Writing and Using Ratios
A ratio is a comparison of quantities. For example, for most mammals, the ratio of legs to noses is \(4:1,\) but for humans, the ratio of legs to noses is \(2:1.\)
Writing Ratios
Ratios can be written using the word "to," a colon, or a fraction.
For example, in a group of 3 girls and 5 boys, the ratio of girls to boys can be written as \(3 \text{ to } 5, \) \(3:5,\) or \(\dfrac{3}{5}.\)
A bowl contains 3 apples, 5 oranges, and 9 kiwi. What is the ratio of kiwi to apples?
There are 9 kiwi and 3 apples, so the ratio of kiwi to apples is \(9:3,\) or in simplified form, \(3:1.\)
A bowl contains 3 apples, 5 oranges, and 9 kiwi. What is the ratio of oranges to total pieces of fruit?
There are 5 oranges and \(3+5+9=17\) total pieces of fruit, so the ratio of oranges to total pieces of fruit is \(5:17.\)
Using Ratios to Problem Solve
Ratios are often easiest to use if written in fraction form. To find an unknown value in a ratio, we can use two equivalent ratios.
For example, if the ratio \(3:4\) is equivalent to the ratio \(18:x,\) then \(\frac{3}{4}=\frac{18}{x}\) and \(x=24\) because the values in the fraction on the right are six times greater than the corresponding values in the fraction on the left.
If \( 6: 15 = 10 : x, \) what is \(x\,?\)
Expressing the ratios as fractions, we get \( \frac{6}{15} = \frac{10}{x} .\)
The fraction \(\frac{6}{15}\) simplifies to \(\frac{2}{5},\) so now we have \( \frac{2}{5} = \frac{10}{x} .\) The values in the ratio on the right are five times greater than the values in the ratio on the left, so \(x=25.\)

## Exercise:
According to the ratios page above, what are the three ways a ratio can be written?

## Data extract:
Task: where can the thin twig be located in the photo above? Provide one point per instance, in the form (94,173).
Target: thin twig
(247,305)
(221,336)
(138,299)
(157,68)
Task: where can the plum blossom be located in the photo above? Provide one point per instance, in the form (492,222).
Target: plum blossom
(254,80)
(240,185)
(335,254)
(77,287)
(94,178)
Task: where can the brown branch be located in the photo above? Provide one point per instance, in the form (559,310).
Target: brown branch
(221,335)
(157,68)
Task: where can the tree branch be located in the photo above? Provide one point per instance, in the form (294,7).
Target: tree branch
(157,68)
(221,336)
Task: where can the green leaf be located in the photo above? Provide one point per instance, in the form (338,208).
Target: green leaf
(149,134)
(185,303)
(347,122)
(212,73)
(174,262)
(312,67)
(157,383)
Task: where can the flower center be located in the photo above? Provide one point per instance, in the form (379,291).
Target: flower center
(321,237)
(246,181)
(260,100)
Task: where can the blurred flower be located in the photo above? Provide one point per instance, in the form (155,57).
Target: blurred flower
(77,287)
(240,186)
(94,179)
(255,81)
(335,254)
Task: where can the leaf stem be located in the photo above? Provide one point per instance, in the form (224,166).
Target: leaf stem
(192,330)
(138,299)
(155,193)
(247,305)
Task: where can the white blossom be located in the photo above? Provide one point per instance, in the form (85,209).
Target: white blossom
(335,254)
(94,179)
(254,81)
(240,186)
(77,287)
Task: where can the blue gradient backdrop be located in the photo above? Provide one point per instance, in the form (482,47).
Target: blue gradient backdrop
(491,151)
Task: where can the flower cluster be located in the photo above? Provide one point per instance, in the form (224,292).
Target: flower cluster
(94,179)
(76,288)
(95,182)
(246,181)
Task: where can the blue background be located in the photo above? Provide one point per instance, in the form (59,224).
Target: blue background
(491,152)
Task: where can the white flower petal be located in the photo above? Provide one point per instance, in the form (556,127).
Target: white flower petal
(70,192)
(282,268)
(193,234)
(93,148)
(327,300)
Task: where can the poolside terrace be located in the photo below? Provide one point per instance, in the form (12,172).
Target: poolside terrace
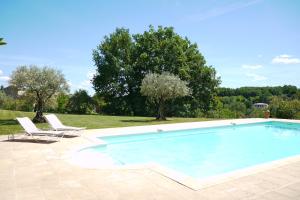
(37,170)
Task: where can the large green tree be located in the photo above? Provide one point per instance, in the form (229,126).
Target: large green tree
(161,87)
(2,41)
(41,82)
(123,60)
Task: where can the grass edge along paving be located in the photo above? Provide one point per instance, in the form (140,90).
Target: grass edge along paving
(9,124)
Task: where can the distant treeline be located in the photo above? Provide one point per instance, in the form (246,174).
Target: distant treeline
(283,101)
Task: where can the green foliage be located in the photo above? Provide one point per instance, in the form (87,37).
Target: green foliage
(6,102)
(288,109)
(42,83)
(80,103)
(62,100)
(123,60)
(9,124)
(161,87)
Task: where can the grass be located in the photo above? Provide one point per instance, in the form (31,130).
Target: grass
(9,125)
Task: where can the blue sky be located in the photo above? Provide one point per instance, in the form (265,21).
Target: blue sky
(249,42)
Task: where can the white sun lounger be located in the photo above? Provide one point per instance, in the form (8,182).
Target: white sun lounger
(32,130)
(56,124)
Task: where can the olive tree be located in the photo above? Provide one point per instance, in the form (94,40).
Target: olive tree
(43,83)
(161,87)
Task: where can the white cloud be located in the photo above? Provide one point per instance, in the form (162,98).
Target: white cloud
(4,78)
(256,77)
(285,59)
(251,66)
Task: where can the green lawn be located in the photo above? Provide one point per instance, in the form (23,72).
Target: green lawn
(9,125)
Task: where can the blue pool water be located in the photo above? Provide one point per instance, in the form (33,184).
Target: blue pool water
(207,151)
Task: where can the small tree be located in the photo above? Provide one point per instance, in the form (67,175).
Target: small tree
(43,83)
(2,41)
(161,87)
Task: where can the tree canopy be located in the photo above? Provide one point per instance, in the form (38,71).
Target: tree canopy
(123,60)
(43,83)
(161,87)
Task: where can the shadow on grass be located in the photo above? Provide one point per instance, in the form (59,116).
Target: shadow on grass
(38,141)
(8,122)
(143,120)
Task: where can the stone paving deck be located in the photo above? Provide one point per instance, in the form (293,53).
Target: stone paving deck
(31,170)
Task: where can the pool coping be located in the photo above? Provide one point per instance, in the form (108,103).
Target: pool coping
(188,181)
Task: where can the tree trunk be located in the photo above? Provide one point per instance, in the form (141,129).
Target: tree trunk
(160,115)
(39,118)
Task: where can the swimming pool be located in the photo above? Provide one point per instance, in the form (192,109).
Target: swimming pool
(206,152)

## Written solution:
Using the word "to," a colon, or a fraction.